-- 提示文 --
* * * * * * *
以上、わたしが現時点で追いかけている主なVTuber/バーチャルライバーさんたちについてつらつらと書いてみました。これ以外にも(あんまり書けるほど詳しくないけど)キズナアイちゃんとかマグロナおじさんとか、何人かいます。人気ある方っていうのは、見ればやっぱその理由がわかるよね。

最近こんな記事を読んだんです。

先日引退したあるバーチャルライバーさんに関する3人のファンの鼎談記事で、話している内容はディープすぎて半分も分からないんだけど、それなりに思うところがあった。

VTuberとかもまあ、2017年にわっとメジャーになって、じき2年とかだから、その間に始める人もいれば辞める人もいる。でも普通のタレントなんかと違って、Vの者の引退とは何かっていうと、ロールプレイの停止であって、すなわちキャラクターの死なのだ…。

それって、好きで追いかけているファンにとってはどういう感覚なんだろうと思っていたんだけど、この記事のなかで一人の方がその喪失感を「飲み屋でいつも話してた常連が海外転勤で居なくなる感覚」と表現していて、なるほどなあと思った。

個人運営だったり企業傘下だったりとそれぞれに事情の違いはあるものの、Vの者ってたぶんうまくやればこれからもずっと息の長いプロジェクトになると思うんです。アバターは物理肉体のような老化という制約を受けないし、テクノロジーの進歩と普及に応じて、きっとどんどん多彩な表現ができるようになる。

そのなかで、今はまだ一対多のコンテンツとして、有能な一握りのパフォーマーだけが手にしている魂の形というものを、もし自分だったらどんな形にしてみたいかなとかいうことも、時々ちょっと考えたりもします。
* * * * * * *
記録データ:
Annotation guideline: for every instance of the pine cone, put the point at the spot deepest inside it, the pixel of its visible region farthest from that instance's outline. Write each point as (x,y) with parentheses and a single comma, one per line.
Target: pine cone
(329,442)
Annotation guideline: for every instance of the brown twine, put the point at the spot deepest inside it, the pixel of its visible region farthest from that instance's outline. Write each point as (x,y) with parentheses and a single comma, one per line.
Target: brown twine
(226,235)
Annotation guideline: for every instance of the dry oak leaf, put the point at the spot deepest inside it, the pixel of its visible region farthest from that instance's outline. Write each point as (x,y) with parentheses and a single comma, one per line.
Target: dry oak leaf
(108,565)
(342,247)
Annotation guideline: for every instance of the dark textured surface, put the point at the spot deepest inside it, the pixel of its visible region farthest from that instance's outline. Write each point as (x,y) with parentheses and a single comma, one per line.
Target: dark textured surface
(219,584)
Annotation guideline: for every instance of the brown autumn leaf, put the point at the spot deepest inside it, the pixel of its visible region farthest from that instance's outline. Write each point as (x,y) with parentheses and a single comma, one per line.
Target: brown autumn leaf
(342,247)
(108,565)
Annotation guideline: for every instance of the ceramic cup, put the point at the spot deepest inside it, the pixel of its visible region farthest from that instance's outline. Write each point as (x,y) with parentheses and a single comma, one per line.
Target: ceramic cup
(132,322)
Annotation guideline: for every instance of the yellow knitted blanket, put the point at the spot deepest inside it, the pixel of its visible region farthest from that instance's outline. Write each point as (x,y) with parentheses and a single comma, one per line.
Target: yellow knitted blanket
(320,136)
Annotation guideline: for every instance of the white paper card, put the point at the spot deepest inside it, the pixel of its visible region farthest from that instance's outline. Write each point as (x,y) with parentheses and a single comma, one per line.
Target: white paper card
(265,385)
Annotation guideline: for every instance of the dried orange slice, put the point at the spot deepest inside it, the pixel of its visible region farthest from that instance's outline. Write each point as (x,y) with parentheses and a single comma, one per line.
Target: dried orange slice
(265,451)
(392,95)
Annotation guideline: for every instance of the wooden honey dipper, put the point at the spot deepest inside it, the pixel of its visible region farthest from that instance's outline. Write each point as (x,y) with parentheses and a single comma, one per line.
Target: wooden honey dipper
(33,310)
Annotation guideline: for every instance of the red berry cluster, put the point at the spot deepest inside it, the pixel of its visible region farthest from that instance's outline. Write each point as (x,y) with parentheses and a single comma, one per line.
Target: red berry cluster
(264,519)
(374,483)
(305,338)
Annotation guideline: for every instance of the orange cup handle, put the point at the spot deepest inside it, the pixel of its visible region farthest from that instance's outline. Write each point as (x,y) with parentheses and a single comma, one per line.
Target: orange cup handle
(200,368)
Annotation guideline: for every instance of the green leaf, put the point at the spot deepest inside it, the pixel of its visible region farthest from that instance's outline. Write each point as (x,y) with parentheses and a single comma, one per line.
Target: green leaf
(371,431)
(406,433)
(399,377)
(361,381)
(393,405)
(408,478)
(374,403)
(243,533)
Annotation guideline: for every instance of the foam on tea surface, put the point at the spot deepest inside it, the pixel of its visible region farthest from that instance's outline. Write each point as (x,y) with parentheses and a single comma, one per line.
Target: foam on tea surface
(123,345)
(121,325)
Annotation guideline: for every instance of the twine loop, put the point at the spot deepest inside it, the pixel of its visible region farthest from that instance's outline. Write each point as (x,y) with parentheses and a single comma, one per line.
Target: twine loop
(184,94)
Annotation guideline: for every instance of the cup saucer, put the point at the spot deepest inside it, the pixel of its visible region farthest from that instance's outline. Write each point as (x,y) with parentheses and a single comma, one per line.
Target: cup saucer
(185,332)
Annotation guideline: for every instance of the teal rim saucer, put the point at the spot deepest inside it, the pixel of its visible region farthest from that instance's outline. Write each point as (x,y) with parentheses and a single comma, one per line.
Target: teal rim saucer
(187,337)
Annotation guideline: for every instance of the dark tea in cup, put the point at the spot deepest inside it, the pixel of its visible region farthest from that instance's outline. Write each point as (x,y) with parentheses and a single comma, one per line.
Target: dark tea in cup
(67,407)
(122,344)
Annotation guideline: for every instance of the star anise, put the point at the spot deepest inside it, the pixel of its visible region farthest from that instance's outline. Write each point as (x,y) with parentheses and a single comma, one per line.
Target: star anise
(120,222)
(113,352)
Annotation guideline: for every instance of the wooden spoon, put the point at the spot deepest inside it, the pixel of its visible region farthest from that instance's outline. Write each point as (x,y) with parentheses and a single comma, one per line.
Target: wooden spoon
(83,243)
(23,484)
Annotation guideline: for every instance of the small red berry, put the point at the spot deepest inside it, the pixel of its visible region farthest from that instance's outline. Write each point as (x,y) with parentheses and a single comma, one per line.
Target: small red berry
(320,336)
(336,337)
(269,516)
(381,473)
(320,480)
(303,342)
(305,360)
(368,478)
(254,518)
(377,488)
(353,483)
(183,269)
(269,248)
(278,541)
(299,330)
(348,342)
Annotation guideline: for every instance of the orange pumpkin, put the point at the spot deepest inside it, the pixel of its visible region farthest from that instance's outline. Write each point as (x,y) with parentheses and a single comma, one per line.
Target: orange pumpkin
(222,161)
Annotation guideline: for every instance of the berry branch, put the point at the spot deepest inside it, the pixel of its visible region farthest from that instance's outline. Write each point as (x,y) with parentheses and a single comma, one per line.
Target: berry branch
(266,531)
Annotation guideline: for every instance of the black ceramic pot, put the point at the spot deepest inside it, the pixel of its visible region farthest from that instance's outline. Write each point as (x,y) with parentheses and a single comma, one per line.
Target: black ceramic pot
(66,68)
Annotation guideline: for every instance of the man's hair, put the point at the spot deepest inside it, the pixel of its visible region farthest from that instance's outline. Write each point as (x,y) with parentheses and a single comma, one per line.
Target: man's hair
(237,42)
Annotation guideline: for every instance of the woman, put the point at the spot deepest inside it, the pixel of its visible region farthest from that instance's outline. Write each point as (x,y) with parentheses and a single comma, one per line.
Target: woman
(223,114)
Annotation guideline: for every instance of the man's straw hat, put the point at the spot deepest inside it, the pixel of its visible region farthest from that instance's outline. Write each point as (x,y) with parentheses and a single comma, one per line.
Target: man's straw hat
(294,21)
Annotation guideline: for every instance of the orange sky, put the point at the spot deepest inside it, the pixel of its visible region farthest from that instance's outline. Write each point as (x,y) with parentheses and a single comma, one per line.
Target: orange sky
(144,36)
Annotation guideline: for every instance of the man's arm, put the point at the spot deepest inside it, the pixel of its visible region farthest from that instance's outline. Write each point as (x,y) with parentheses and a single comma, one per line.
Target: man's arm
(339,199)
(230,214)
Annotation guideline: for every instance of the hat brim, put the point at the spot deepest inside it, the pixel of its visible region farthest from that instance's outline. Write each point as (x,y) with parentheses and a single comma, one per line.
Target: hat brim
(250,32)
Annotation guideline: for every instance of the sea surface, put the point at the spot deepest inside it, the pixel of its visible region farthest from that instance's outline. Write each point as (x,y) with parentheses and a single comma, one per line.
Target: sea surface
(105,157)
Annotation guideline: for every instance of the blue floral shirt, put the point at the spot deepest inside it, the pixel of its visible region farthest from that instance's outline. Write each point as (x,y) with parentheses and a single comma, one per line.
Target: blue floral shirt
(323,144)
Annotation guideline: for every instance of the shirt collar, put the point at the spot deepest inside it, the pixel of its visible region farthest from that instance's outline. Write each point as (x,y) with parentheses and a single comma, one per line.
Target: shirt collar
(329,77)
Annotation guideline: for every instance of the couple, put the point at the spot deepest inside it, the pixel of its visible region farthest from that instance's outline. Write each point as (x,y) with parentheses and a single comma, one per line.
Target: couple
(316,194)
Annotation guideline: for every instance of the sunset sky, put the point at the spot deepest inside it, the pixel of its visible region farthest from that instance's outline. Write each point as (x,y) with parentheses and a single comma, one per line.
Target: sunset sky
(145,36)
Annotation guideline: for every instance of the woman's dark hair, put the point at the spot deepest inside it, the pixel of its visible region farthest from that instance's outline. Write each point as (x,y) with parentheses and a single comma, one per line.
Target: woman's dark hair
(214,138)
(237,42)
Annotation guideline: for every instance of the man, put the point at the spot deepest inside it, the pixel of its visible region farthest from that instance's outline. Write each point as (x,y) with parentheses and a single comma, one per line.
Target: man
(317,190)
* * * * * * *
-- 作業一覧 --
(a) 提示文のうち、「先日引退したあるバーチャルラ」を含む箇所から始めて「ちキャラクターの死なのだ…。」で終わる部分を、一字一句変えずに書き写してください。
(b) 記録データで文字列「pine」を含む行はいくつありますか。大文字と小文字は区別し、数だけを答えてください。

-- 結果 --
(a)
先日引退したあるバーチャルライバーさんに関する3人のファンの鼎談記事で、話している内容はディープすぎて半分も分からないんだけど、それなりに思うところがあった。

VTuberとかもまあ、2017年にわっとメジャーになって、じき2年とかだから、その間に始める人もいれば辞める人もいる。でも普通のタレントなんかと違って、Vの者の引退とは何かっていうと、ロールプレイの停止であって、すなわちキャラクターの死なのだ…。

(b) 2